▶ **READING PASSAGE**:
The low shear rate and enhanced mass transfer provided by the COBR makes it an ideal reactor for various biological processes. For shear rate, it has been found that COBRs have an evenly distributed, five-fold reduction in shear rate relative to conventional tubular reactors; this is especially important for biological process given that high shear rates can damage microorganisms.

For the case of mass transfer, COBR fluid mechanics allows for an increase in oxygen gas residence time. Furthermore, the vortexes created in the COBRs causes a gas bubble break-up and thus an increase in surface area for gas transfer. For aerobic biological processes, therefore, COBRs again present an advantage. An especially promising aspect of the COBR technology is its ability to scale-up processes while still retaining the advantages in shear rate and mass transfer.

▶ **INFORMATION GIVEN**:
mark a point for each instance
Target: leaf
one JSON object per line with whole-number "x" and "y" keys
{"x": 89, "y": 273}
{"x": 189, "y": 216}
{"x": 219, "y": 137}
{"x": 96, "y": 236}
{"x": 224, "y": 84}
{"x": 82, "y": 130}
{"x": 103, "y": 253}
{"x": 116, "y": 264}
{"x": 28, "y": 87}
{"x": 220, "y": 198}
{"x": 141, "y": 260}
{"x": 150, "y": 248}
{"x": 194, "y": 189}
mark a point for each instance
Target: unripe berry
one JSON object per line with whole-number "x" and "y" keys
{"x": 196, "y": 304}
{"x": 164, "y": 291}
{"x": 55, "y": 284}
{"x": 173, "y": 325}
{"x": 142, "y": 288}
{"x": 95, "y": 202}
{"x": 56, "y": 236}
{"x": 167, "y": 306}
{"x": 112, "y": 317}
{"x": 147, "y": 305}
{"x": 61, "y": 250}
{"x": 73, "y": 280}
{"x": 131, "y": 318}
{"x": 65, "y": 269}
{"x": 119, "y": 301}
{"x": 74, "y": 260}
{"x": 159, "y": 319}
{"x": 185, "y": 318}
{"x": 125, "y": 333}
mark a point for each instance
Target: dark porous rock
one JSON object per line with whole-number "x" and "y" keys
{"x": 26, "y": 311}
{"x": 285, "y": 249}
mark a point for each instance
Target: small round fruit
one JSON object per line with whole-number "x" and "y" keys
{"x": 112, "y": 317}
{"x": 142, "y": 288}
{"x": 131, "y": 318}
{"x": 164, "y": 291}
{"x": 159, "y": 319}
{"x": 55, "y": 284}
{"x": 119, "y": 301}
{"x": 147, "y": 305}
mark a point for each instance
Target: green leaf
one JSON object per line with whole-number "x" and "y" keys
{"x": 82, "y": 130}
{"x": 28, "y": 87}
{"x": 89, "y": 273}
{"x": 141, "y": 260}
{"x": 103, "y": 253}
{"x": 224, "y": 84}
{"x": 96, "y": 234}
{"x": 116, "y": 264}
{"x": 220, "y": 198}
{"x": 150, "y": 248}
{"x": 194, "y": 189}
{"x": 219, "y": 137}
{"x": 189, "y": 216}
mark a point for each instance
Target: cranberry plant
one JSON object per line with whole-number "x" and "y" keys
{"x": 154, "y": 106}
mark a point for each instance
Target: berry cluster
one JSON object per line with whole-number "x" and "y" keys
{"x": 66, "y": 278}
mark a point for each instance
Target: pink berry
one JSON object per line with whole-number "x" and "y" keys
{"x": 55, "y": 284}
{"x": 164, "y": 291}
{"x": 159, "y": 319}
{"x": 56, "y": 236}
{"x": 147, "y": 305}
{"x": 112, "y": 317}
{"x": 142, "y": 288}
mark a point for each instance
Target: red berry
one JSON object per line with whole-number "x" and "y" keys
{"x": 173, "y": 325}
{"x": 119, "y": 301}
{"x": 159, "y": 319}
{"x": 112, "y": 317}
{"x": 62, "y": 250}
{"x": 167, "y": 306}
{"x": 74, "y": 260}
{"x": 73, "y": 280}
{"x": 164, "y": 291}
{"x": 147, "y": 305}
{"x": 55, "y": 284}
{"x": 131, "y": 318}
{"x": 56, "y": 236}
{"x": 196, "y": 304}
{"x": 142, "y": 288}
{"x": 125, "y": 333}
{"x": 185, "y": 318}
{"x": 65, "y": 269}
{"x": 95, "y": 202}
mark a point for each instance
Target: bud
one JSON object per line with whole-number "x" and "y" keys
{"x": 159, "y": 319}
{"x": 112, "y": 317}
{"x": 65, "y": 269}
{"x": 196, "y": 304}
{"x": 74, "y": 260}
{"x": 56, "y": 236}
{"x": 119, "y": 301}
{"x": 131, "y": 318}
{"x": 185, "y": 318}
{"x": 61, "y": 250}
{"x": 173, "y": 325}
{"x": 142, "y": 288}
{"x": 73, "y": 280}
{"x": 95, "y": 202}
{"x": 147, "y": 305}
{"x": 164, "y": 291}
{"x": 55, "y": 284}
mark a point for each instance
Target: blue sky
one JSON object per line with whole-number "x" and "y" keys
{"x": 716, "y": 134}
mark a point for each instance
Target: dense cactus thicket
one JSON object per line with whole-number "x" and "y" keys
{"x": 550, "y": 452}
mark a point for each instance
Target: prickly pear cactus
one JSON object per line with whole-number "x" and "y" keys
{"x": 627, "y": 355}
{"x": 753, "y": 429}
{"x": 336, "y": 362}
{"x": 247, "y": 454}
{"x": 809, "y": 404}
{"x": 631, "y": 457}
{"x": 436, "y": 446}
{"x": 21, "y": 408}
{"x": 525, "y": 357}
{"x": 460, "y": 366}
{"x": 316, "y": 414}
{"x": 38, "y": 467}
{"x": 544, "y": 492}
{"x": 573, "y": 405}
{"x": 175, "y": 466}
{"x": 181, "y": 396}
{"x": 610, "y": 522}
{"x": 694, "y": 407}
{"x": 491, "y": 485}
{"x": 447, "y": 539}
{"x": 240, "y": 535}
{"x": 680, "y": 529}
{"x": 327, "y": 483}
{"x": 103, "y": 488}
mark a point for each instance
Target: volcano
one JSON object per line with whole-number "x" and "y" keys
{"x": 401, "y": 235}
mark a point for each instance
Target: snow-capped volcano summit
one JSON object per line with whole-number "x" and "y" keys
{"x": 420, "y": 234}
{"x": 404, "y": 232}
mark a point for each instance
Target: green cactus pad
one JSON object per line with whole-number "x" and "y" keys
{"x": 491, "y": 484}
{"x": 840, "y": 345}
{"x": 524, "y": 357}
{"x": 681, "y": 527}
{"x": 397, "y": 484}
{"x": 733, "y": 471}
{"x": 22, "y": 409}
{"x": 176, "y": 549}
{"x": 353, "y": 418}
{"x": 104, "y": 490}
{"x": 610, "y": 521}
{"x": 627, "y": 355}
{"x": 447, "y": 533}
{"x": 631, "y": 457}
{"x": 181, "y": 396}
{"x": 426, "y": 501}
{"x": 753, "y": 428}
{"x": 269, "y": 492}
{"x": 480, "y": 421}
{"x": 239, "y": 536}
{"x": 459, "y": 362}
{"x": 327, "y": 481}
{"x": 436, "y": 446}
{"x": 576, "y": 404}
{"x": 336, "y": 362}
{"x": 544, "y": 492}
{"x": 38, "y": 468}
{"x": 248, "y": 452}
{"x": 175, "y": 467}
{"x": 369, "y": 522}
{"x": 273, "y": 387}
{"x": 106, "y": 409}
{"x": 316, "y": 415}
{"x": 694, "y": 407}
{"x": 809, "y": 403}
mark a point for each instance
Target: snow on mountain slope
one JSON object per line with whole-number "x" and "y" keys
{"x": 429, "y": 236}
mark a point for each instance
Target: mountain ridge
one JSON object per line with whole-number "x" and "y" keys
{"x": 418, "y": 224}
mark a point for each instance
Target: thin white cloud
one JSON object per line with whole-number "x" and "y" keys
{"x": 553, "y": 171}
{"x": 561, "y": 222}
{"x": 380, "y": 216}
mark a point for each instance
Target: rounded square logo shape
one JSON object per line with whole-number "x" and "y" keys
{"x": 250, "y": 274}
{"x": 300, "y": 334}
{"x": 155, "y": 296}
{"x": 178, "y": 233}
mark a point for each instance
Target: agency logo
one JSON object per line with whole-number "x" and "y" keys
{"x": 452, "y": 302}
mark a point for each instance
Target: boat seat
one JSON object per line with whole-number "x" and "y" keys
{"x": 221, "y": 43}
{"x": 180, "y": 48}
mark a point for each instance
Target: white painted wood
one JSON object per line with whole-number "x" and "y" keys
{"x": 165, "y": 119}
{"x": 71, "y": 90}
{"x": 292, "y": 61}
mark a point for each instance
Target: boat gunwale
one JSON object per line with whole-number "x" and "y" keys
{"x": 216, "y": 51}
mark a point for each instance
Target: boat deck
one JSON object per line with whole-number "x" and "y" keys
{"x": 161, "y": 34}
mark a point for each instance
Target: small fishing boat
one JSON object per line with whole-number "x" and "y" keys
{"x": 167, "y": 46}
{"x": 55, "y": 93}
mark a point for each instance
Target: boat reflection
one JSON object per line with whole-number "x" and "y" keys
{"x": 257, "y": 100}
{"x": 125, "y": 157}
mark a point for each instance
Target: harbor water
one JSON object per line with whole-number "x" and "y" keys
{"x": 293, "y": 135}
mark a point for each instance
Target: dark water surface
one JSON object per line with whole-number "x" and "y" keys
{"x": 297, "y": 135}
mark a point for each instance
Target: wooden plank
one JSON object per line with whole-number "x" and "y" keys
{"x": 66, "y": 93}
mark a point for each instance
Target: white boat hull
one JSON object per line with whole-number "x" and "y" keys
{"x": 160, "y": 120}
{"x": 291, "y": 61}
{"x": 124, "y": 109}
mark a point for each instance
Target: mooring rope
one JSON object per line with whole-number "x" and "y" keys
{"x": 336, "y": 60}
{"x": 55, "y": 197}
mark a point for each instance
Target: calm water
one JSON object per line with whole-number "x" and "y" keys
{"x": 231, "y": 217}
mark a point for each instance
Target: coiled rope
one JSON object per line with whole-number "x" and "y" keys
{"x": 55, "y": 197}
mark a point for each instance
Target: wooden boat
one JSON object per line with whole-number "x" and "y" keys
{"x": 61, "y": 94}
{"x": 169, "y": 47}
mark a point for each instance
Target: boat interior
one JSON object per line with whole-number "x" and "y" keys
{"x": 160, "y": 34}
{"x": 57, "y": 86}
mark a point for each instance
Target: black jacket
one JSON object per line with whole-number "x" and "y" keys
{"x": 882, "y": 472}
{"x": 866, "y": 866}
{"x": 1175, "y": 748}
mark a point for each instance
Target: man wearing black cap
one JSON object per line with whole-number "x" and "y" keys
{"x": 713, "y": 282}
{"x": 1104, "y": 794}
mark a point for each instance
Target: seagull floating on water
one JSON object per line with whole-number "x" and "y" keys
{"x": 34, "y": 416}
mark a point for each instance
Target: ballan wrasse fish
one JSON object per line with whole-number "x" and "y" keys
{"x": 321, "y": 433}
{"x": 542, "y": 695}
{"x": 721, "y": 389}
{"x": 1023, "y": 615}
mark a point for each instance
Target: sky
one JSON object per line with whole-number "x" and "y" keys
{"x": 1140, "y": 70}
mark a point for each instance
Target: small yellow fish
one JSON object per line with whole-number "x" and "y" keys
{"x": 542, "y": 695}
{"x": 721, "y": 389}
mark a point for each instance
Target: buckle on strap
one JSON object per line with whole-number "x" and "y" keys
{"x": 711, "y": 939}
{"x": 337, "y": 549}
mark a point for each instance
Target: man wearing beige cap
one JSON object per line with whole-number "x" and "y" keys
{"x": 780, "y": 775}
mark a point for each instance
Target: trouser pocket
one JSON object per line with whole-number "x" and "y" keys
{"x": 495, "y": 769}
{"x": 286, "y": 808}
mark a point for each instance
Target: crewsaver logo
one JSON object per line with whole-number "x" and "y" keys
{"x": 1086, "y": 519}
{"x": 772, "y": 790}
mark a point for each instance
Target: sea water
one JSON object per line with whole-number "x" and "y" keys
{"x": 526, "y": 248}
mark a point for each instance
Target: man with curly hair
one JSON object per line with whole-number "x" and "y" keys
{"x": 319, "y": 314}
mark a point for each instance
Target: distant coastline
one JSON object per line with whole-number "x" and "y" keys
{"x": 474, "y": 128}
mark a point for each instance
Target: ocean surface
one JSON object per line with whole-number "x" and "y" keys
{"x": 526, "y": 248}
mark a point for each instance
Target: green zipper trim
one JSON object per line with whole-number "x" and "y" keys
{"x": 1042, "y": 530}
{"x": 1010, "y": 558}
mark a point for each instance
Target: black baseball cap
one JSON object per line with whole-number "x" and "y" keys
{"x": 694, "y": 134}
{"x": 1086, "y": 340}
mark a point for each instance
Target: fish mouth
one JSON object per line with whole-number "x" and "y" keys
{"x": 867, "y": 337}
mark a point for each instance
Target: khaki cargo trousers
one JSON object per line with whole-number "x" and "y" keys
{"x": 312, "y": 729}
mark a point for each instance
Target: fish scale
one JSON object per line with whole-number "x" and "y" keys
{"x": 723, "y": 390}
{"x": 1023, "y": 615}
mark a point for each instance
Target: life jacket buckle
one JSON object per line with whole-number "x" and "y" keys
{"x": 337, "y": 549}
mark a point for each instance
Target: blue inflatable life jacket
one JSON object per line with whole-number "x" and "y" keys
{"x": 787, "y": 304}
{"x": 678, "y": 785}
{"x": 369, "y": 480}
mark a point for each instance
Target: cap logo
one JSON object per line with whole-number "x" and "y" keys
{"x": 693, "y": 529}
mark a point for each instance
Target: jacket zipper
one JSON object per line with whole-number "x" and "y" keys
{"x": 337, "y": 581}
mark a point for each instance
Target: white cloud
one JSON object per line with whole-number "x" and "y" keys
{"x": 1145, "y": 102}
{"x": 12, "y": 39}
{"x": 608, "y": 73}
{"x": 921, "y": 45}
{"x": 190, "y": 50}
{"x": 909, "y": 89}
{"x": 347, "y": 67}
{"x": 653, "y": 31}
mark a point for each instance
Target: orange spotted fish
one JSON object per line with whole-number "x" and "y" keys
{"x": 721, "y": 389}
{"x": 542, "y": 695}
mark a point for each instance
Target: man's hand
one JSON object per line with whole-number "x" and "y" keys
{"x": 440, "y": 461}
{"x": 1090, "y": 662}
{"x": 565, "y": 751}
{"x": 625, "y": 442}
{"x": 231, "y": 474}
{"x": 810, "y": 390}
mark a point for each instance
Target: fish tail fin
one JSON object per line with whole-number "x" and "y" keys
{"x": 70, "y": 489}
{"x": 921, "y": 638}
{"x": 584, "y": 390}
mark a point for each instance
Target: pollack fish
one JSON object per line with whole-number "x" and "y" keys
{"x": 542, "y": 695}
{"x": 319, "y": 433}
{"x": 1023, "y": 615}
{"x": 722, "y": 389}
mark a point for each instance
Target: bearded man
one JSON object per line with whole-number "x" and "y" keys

▶ **WHAT TO WORK ON**: Pick up the passage on COBRs in biological processes after its last sentence and continue it.

▶ **TASK OUTPUT**:
== Limitations ==
Though the prospect for COBR applications in fields like bioprocessing are very promising, there are a number of necessary improvements to be made before more global use. Clearly, there is additional complexity in the COBR design relative to other bioreactors, which can introduce complications in operation. Furthermore, for bioprocessing it is possible that fouling of baffles and internal surfaces becomes an issue. Perhaps the most significant needed advancement moving forward is further comprehensive studies that COBR technology can indeed be useful in industry. There are currently no COBRs in use at industrial bioprocessing plants and the evidence of its effectiveness, though very promising and theoretically an improvement relative to current reactors in industry, is limited to smaller laboratory-scale experiments.